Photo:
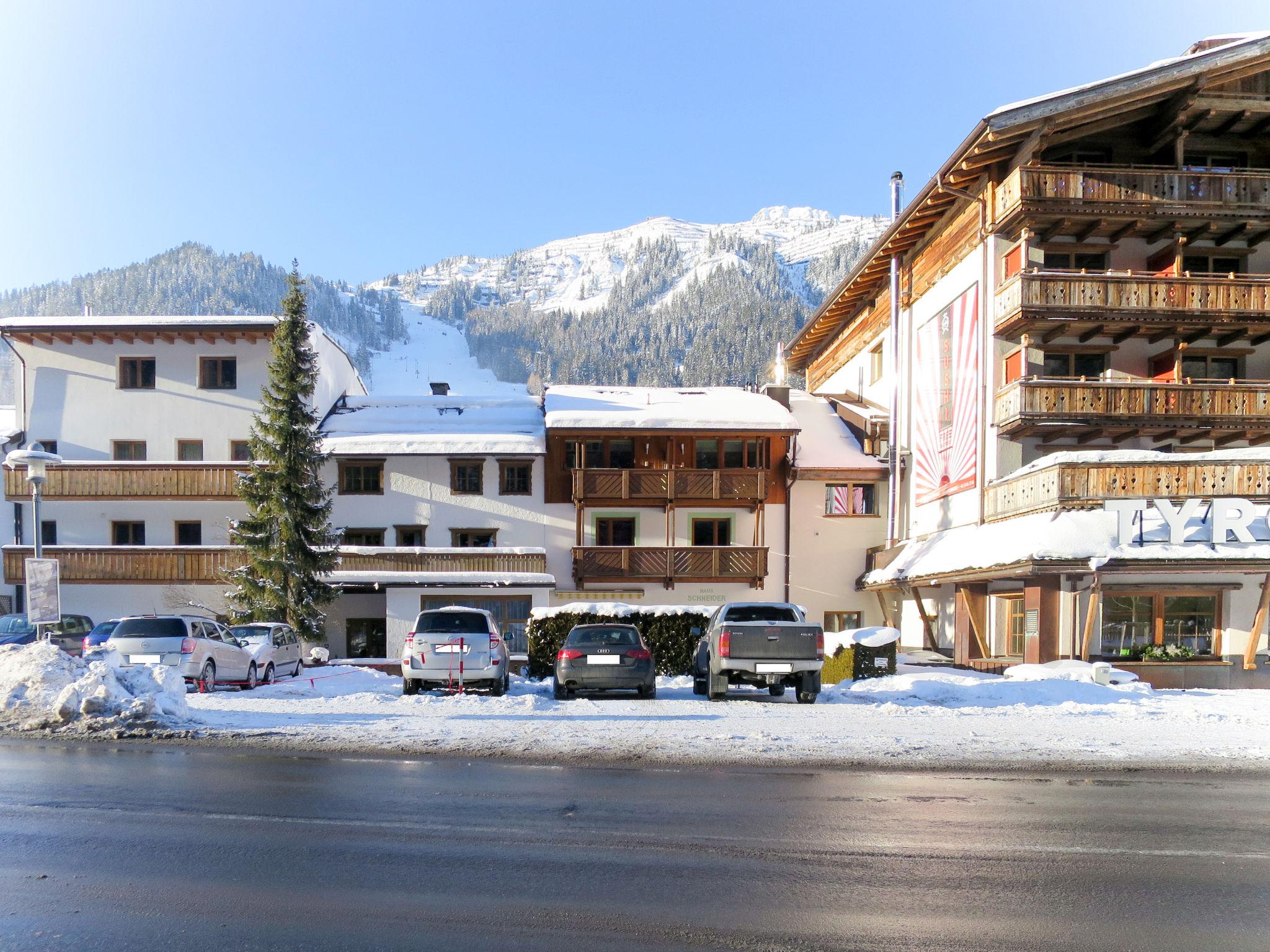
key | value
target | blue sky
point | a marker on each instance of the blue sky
(371, 138)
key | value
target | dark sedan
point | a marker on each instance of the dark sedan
(605, 658)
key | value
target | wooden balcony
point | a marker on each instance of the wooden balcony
(1227, 412)
(670, 564)
(206, 565)
(1132, 192)
(665, 487)
(115, 480)
(1088, 485)
(1088, 301)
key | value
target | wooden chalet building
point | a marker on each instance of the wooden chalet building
(1083, 329)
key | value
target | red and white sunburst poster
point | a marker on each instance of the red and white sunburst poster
(946, 403)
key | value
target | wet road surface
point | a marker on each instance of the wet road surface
(143, 847)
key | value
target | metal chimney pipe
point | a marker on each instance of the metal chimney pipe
(897, 183)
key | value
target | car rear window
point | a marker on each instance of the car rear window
(451, 624)
(150, 628)
(605, 637)
(761, 614)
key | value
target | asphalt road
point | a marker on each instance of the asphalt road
(172, 848)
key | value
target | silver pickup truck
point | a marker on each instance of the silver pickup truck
(765, 644)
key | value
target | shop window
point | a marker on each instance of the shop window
(363, 537)
(515, 478)
(851, 499)
(190, 451)
(711, 532)
(361, 478)
(615, 531)
(128, 534)
(466, 477)
(136, 374)
(128, 450)
(218, 372)
(366, 638)
(412, 536)
(474, 539)
(841, 621)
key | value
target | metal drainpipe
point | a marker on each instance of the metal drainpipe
(897, 182)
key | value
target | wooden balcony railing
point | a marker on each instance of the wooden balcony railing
(113, 480)
(1108, 296)
(1139, 403)
(1145, 191)
(1088, 485)
(670, 564)
(670, 485)
(192, 565)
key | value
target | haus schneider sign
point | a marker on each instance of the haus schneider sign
(1214, 522)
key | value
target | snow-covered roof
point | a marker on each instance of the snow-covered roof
(665, 408)
(134, 322)
(825, 441)
(436, 425)
(1090, 536)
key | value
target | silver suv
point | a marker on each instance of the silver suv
(201, 649)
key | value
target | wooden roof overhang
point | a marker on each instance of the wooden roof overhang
(134, 334)
(1014, 135)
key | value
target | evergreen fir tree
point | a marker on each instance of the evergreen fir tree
(287, 531)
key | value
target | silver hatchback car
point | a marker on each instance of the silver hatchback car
(201, 649)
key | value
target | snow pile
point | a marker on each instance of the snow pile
(43, 687)
(619, 610)
(966, 690)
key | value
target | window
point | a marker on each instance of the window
(128, 534)
(190, 450)
(363, 537)
(708, 454)
(218, 372)
(513, 478)
(411, 536)
(473, 539)
(1064, 363)
(1133, 621)
(361, 478)
(851, 499)
(841, 621)
(1213, 265)
(615, 531)
(711, 532)
(134, 450)
(465, 477)
(136, 374)
(367, 638)
(1076, 260)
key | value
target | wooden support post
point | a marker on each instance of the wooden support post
(1090, 615)
(1259, 621)
(928, 627)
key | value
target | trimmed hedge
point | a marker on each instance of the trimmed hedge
(670, 638)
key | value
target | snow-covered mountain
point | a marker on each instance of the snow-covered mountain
(578, 275)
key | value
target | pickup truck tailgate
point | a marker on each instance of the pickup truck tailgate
(780, 641)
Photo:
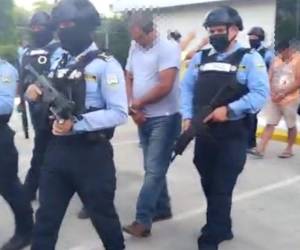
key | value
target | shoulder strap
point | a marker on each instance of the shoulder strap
(263, 52)
(51, 48)
(236, 57)
(89, 57)
(204, 56)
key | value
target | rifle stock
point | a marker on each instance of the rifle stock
(223, 97)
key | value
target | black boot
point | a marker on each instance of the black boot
(83, 214)
(18, 242)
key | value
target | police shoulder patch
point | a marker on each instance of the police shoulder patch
(242, 68)
(90, 77)
(5, 79)
(104, 56)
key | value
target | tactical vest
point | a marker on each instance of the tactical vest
(263, 52)
(40, 60)
(214, 75)
(70, 81)
(4, 119)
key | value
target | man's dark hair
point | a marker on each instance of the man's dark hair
(141, 19)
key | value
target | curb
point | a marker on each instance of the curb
(279, 135)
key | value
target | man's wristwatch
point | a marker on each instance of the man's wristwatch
(230, 112)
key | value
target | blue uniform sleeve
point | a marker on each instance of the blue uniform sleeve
(56, 56)
(269, 57)
(113, 90)
(8, 85)
(169, 56)
(187, 87)
(256, 78)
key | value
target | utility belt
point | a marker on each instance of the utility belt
(230, 129)
(4, 119)
(86, 138)
(100, 135)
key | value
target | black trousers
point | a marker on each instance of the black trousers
(219, 160)
(41, 141)
(74, 164)
(252, 130)
(10, 186)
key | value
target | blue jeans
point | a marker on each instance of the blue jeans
(157, 137)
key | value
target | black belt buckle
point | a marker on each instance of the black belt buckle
(96, 137)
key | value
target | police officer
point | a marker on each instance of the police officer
(256, 39)
(220, 157)
(10, 186)
(79, 157)
(42, 51)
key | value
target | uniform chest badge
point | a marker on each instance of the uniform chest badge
(112, 80)
(5, 79)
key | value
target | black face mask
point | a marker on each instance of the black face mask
(254, 43)
(41, 38)
(220, 42)
(75, 39)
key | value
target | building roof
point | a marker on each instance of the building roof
(122, 5)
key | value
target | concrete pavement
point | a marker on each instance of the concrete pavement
(265, 212)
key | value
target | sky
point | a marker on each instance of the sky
(102, 5)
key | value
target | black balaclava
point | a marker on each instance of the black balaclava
(75, 39)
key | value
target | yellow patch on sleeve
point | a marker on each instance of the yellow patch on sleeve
(242, 68)
(88, 77)
(6, 79)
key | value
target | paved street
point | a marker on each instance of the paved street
(266, 205)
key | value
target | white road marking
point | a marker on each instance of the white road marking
(187, 215)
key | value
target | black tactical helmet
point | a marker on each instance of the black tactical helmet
(40, 18)
(257, 31)
(224, 16)
(81, 12)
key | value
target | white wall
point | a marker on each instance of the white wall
(190, 18)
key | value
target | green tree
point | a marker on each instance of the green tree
(113, 35)
(8, 34)
(287, 20)
(43, 6)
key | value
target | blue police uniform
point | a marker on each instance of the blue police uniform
(82, 161)
(220, 157)
(268, 57)
(10, 186)
(41, 59)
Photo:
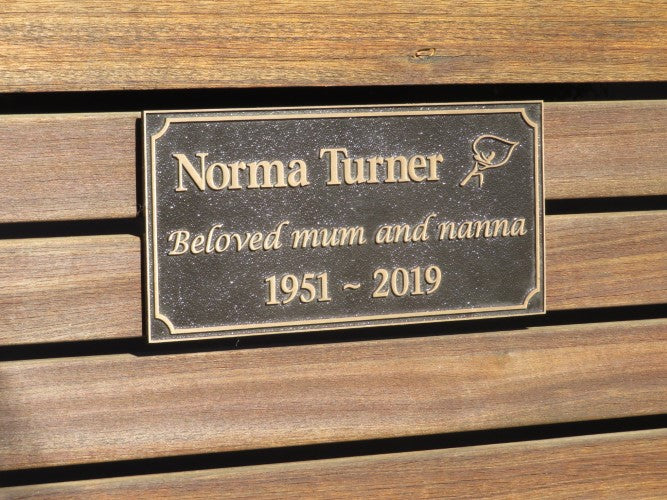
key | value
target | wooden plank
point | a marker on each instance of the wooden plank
(606, 260)
(59, 167)
(70, 410)
(601, 149)
(83, 166)
(85, 45)
(59, 289)
(84, 288)
(621, 465)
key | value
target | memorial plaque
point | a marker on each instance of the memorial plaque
(289, 220)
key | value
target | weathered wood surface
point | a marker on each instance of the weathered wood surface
(70, 166)
(83, 166)
(58, 289)
(621, 465)
(84, 288)
(603, 149)
(105, 408)
(87, 45)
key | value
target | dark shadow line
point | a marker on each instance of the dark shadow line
(86, 227)
(137, 346)
(293, 454)
(605, 205)
(208, 98)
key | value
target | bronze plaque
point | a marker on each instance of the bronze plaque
(288, 220)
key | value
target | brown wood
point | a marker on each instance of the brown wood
(601, 149)
(115, 407)
(83, 166)
(85, 45)
(622, 465)
(57, 289)
(58, 167)
(84, 288)
(606, 260)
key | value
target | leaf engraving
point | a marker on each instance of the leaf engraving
(487, 148)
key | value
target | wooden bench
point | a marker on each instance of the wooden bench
(561, 405)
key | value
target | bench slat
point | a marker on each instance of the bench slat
(114, 407)
(84, 45)
(625, 465)
(83, 166)
(84, 288)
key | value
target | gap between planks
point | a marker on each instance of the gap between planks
(83, 166)
(89, 287)
(622, 465)
(82, 45)
(70, 410)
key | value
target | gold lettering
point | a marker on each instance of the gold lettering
(279, 170)
(328, 237)
(334, 180)
(209, 246)
(272, 241)
(433, 167)
(500, 223)
(197, 177)
(391, 173)
(443, 227)
(518, 227)
(465, 230)
(298, 177)
(236, 167)
(416, 162)
(197, 245)
(180, 238)
(224, 176)
(349, 176)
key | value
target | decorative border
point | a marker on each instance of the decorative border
(351, 321)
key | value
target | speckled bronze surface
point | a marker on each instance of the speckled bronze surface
(491, 171)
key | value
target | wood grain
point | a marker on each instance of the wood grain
(73, 410)
(58, 289)
(59, 167)
(83, 166)
(85, 288)
(86, 45)
(622, 465)
(602, 149)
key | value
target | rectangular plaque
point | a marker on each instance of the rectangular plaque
(287, 220)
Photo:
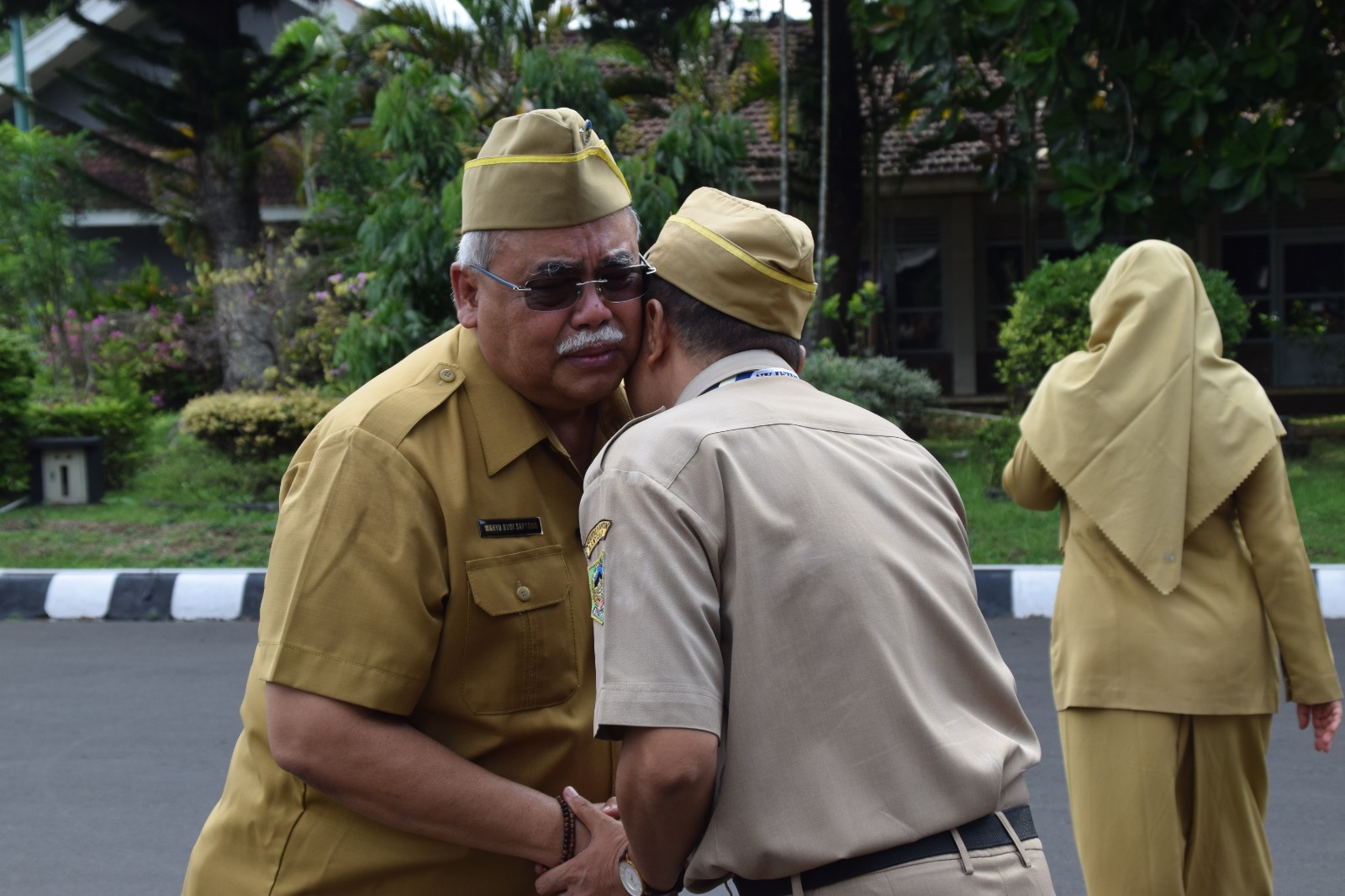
○ ○ ○ ○ ○
[WHAT THE TASK ASKS] Count how many lines of the entries above contain the word "plaque". Reply with the number alone.

[THE RESPONSE] 6